■ ASSIGNED TASK ■
When copying the entries below, leave out every picture and keep the rest exact.

■ RECORDS SHOWN ■
◇ ◇ ◇ ◇ ◇

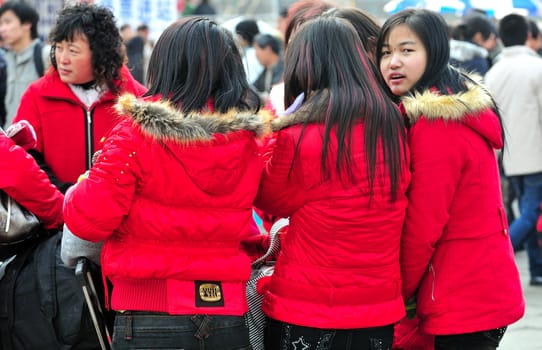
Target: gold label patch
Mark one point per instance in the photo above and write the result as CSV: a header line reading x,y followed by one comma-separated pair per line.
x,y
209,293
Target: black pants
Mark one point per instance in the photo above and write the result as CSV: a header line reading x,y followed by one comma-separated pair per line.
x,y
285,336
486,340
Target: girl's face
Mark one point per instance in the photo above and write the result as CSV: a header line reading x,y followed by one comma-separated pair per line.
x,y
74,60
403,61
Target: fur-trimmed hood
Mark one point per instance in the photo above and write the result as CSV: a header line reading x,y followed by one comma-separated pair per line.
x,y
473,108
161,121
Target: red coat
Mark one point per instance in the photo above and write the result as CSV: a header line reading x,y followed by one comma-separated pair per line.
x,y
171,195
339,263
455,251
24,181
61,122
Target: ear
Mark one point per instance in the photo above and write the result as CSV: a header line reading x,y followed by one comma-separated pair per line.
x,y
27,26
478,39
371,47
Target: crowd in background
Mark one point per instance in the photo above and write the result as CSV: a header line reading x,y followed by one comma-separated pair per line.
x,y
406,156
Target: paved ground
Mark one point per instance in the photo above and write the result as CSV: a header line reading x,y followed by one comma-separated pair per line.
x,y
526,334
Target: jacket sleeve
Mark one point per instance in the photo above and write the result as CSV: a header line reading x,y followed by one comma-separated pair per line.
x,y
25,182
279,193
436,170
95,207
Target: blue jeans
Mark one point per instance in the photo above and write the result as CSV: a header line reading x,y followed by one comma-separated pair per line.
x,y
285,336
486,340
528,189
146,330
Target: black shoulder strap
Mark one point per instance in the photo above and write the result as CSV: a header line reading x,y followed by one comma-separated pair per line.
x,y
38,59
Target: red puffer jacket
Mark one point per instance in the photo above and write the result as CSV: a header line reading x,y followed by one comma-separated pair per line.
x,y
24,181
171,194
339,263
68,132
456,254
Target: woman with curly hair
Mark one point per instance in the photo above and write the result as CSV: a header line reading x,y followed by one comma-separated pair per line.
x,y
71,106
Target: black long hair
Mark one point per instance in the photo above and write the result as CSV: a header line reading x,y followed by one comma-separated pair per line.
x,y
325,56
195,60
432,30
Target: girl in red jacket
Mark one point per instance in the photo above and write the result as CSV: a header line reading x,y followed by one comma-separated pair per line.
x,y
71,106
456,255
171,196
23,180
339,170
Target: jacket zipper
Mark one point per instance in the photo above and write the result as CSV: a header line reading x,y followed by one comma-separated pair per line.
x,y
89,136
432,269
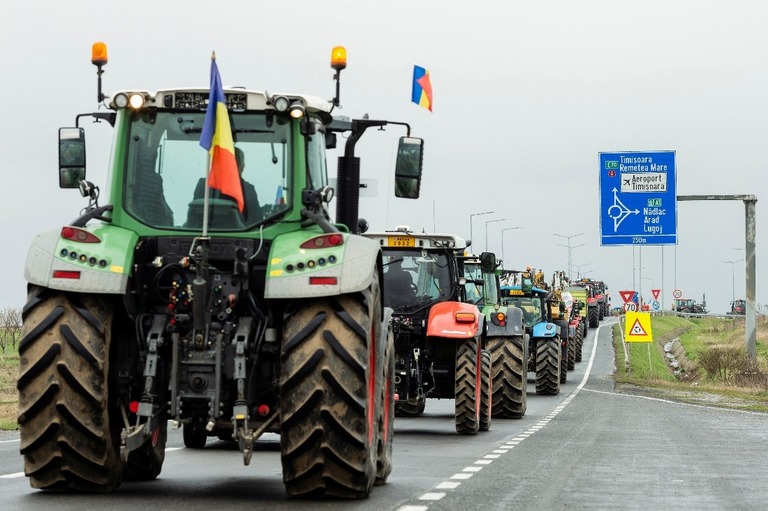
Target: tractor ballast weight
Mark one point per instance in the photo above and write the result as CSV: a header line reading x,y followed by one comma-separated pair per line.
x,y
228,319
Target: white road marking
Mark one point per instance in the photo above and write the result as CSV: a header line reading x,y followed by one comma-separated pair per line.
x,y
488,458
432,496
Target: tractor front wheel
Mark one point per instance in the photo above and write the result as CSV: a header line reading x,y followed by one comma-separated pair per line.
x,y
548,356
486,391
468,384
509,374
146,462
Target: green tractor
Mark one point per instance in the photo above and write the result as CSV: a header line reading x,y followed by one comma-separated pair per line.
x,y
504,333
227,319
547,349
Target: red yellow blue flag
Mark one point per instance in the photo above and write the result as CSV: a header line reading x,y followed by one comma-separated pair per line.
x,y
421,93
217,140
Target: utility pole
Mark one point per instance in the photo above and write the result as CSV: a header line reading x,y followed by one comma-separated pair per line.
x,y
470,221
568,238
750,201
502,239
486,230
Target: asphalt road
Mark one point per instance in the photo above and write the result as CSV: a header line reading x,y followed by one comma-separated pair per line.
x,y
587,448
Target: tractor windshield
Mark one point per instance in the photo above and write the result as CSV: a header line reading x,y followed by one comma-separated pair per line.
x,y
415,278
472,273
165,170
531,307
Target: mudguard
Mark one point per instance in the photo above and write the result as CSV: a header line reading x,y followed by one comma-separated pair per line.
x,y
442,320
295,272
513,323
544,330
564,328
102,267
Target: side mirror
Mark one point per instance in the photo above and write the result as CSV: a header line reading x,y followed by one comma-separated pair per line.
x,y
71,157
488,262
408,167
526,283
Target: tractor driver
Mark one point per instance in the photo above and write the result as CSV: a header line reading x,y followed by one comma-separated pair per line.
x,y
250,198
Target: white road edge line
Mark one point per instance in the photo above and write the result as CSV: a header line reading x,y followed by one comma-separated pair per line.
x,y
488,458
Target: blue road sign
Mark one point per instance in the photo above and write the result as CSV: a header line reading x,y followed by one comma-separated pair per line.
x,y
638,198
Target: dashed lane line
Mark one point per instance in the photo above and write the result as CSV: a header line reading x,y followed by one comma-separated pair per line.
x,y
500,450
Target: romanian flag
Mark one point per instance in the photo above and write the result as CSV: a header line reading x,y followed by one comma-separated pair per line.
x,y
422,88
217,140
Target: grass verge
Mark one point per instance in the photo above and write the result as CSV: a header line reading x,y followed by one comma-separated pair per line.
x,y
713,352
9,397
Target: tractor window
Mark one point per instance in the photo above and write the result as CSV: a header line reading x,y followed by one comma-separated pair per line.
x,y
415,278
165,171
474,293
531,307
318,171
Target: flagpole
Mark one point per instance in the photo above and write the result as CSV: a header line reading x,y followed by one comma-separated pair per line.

◇ ◇ ◇ ◇ ◇

■ THE ANSWER ■
Target: gold label patch
Mark one point per instance in the photo above and write the result as CSV: a header line reading x,y followed by one comma-separated pair per line.
x,y
209,293
Target: black pants
Mark one point per instance in the photo above and write the result as CSV: a header line reading x,y followed by one comma-separated pair per line.
x,y
285,336
486,340
Target: girl's face
Mark one point per instance in the photo above and write the result as CSV: a header line reading x,y followed by one comma-separated pair per line.
x,y
74,60
403,61
Target: fur-trimmed hood
Mark one point per instance in the photo above and write the result as CSV: a header line reading x,y followed by one comma-separated pair per line.
x,y
473,108
161,121
Target: red coat
Mark one point per instance in the photo above and write the result as CSV: a header line reading x,y followed by one comma-separated pair per line.
x,y
171,195
339,263
455,251
24,181
61,122
Target: ear
Mark one point per instance in the photo above and write the result as CSV: a header line reading x,y followed by one comma-separated pair per line.
x,y
27,26
478,39
371,47
Target: crowd in background
Mark one point per instance in the photo above and write the result as CSV: a header line reading x,y followed by one comma-separated pair per line.
x,y
406,156
Target: paved ground
Mark one point per instance in the photo above and write the result as CSV: a header line reading x,y followed by one comma-separated pair per line.
x,y
526,334
Target: jacket sleeve
Mark one point per instance in the photo above and write the result as CSV: a header line reading x,y followed by one comma-separated pair per line.
x,y
25,182
279,193
436,170
95,207
Target: blue jeans
Mark one point per instance in the photo above and write the result as CSV: a header line reading x,y followed by one comma-separated pair per line.
x,y
285,336
486,340
528,189
146,330
Target: black shoulder strap
Mark one point per instance in the photo above and write the result as CSV: a header line reading x,y followed by one comma-separated pair per line.
x,y
38,59
Target: red puffer jacket
Mark one point per instance in the photo above and write the result as CSV: a header line reading x,y followed by one comma-separated pair per line.
x,y
24,181
171,194
339,263
68,132
456,254
Target: woman with curly hair
Mark one point per instance in the photo above and write the result as CSV: a header line reading x,y followed by one comma-separated pair per line.
x,y
71,106
Target: black long hair
Mark one point per instance in the photo above and write the result as CSV: a header line reading x,y followed by one comma-separated pair per line.
x,y
325,56
195,60
432,30
Target: girl in red jacket
Mark one point per instance in the photo above and write the result as CSV: a header line reading x,y followed by one comma-separated pair per line.
x,y
71,106
456,255
171,196
23,180
339,170
Target: jacket zipper
Mark one point per instance in the photo above and write the result as CSV: a header line reading x,y followed by one comma-separated pair per line.
x,y
89,136
432,269
Target: tractor ballast weight
Mark one point per instance in the photo above and write the result as CSV: a header line reading x,y followed by one comma-separated pair per line.
x,y
228,319
Target: white road marking
Mark one point per instance in the photo above and write the result as CSV: a header line reading x,y followed by one comma-separated pair per line.
x,y
488,458
432,496
Target: tractor front wheel
Mark one point per instance in the photo above and write the result as CSV: a header line reading x,y followed by one comma-separated pair per line.
x,y
548,356
486,391
468,384
509,374
146,462
Target: green tractor
Mark one point per instance in the photo above and write the result as CSV: a header line reading x,y followed by one comma-separated pair per line.
x,y
504,333
227,319
547,349
Target: red yellow blue flag
Mark one point per instance in the photo above and write the result as CSV: a header line reading x,y followed by one comma-separated pair per line.
x,y
421,93
217,140
Target: utility pole
Mark one point per instance in the photo above and write the result as CSV: a header line reading x,y followed by one comma-separated pair per line.
x,y
470,221
568,238
750,201
502,239
486,230
Target: asphalt road
Mark one point per instance in the photo above and write the result as CSV: a header line reading x,y followed by one comma-separated pair per line.
x,y
587,448
Target: tractor windshield
Mark one point per instance in the photo above and write the result as CSV: a header line reading x,y followed by one comma-separated pair per line.
x,y
415,278
472,273
165,170
531,307
Target: mudguard
Mark one point per instance in the photo above and write the result as CSV: a header line reading x,y followed by one comma-separated pair per line.
x,y
442,320
295,272
513,323
544,330
564,328
102,267
Target: side mirror
Mark one point per instance in the photo above and write the result as CSV: a header line reading x,y followed by one comma-separated pair per line.
x,y
71,157
488,262
408,167
526,283
Target: tractor driver
Mark one point per instance in the photo above and write the result as CSV: a header line reading x,y followed by one comma-separated pair per line.
x,y
250,198
Target: white road edge line
Mark one point per instance in the photo above and write the result as CSV: a header line reading x,y followed by one comma-separated pair per line.
x,y
488,458
Target: blue road sign
Mark one point per instance in the photo above and write the result as CSV: a header line reading x,y followed by one comma-separated pair per line.
x,y
638,198
Target: dashed lane line
Mark one point per instance in the photo above and write the result as CSV: a header line reading x,y followed by one comma-separated pair per line.
x,y
500,450
Target: romanian flag
Mark one point per instance in the photo above and write the result as CSV: a header line reading x,y followed by one comma-separated pair per line.
x,y
422,88
217,140
Target: grass verge
Mark one point per instance in the photo above and write the result as CSV: a header line reading x,y followed by one comma-separated pair per line.
x,y
713,352
9,397
Target: tractor window
Mark one point per instance in the photo above and write the result as CSV: a header line reading x,y followed by one comma-separated pair per line.
x,y
415,278
165,171
474,293
531,307
318,171
Target: flagpole
Mark one point per instance in the photo above and write the result as CSV: a header line reading x,y followed by one comma-separated pair per line.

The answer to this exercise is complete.